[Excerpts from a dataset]
_ _ _
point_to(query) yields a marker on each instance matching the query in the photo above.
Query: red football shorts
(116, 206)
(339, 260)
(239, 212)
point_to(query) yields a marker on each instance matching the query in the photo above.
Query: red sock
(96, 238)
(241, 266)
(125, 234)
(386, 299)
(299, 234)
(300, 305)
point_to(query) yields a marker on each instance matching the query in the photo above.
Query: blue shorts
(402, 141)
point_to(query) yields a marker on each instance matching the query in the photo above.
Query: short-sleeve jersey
_ _ _
• _EXERCISE PROMPT_:
All lines from the one containing "Query: blue shorts" through the final line of the records above are to be set down exactly, and no other line is to appear.

• _SOLUTION TO THE EXERCISE_:
Query: blue shorts
(402, 141)
point_to(query) yields a marker on each instance matching the query in the photo above.
Query: short-sleeve jersey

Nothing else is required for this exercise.